**PASSAGE**
Special characters in the days of week

Found a bug? Tell us!!
Post Reply
fapo
Posts: 4
Joined: Sat Sep 08, 2007 1:41 pm
Location: Italy

Special characters in the days of week

Post by fapo »

I found a thin problem in the days of week.
In my language (italian) many days finish with an accented "i" (ì) and in Serendipity 1.2 those letters get substituted with "?".

To fix the problem I modified the file include/functions.inc.php , row 206:

Code: Select all

    return main_mb('ucfirst', main_strftime($cache[$format], (int)$time, $useOffset, $useDate));
in:

Code: Select all

    return htmlentities(main_mb('ucfirst', main_strftime($cache[$format], (int)$time, $useOffset, $useDate)));
Now works well. For safety, I tested with Firefox 2.0.0.6 (Linux), Opera 9.20 (Linux), IE 6.0 (Windows), IE 7.0 (Windows).

Ask for a maintainer to consider the modification. Need no citations.

Fabio.
garvinhicking
Core Developer
Posts: 30022
Joined: Tue Sep 16, 2003 9:45 pm
Location: Cologne, Germany
Contact:

Re: Special characters in the days of week

Post by garvinhicking »

Hi!

Your problem is that you are using a system locale that does not fit your serendipity character set. If you're using UTF-8, you need to make sure your server has your UTF-8 locale of italian.

Using your patch would yield invalid html entities in all UTF-8 powered blogs with umlauts, who use the proper locale.

Thanks a lot though for discussing this here!

Regards,
Garvin
# Garvin Hicking (s9y Developer)
# Did I help you? Consider making me happy: http://wishes.garv.in/
# or use my PayPal account "paypal {at} supergarv (dot) de"
# My "other" hobby: http://flickr.garv.in/
fapo
Posts: 4
Joined: Sat Sep 08, 2007 1:41 pm
Location: Italy

Re: Special characters in the days of week

Post by fapo »

Thanks for your answer.
garvinhicking wrote:Hi!

Your problem is that you are using a system locale that does not fit your serendipity character set. If you're using UTF-8, you need to make sure your server has your UTF-8 locale of italian.
I use a free of charge hosting service (helloweb.eu): in the control panel I can only specify my nation, but no charsets.
The server report me that accept both ISO-8859-1 and UTF-8 charset.

(The service is very known in Italy and the other blogs/websites have not this kind of problem probably due to charset compatibility).

I seen with google that is diffused in many italian bloggers. Till now I found only 3 websites displaying the accented "i" correctly (2 developers and 1 politic). The rest have keep it so or they changed theme (with the days of the week abbreviated).

(you can search in www.google.it with keywords: "Amministrazione di Serendipity", click over "Torna al weblog" and search for "Lunedì", "Martedì")
garvinhicking wrote: Using your patch would yield invalid html entities in all UTF-8 powered blogs with umlauts, who use the proper locale.

**SOURCE DATA**
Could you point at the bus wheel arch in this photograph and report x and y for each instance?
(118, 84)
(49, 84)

**TASK SET**
1) Using the thread above on accented weekday names, decide whether each statement agrees with it, answering yes or no and quoting the words that settle it: (a) the fix changed a line in the file include/functions.inc.php; (b) the hosting control panel lets the user pick a character set; (c) the developer says the patch would produce invalid HTML entities in UTF-8 blogs that use the proper locale.
2) Repeat word for word the part of the thread on accented weekday names starting at "I use a free" and ending at "the week abbreviated).".

**ANSWERS FOR THE EXERCISE**
1)
(a) Yes: "To fix the problem I modified the file include/functions.inc.php , row 206".
(b) No: "in the control panel I can only specify my nation, but no charsets."
(c) Yes: "Using your patch would yield invalid html entities in all UTF-8 powered blogs with umlauts, who use the proper locale."

2)
I use a free of charge hosting service (helloweb.eu): in the control panel I can only specify my nation, but no charsets.
The server report me that accept both ISO-8859-1 and UTF-8 charset.

(The service is very known in Italy and the other blogs/websites have not this kind of problem probably due to charset compatibility).

I seen with google that is diffused in many italian bloggers. Till now I found only 3 websites displaying the accented "i" correctly (2 developers and 1 politic). The rest have keep it so or they changed theme (with the days of the week abbreviated).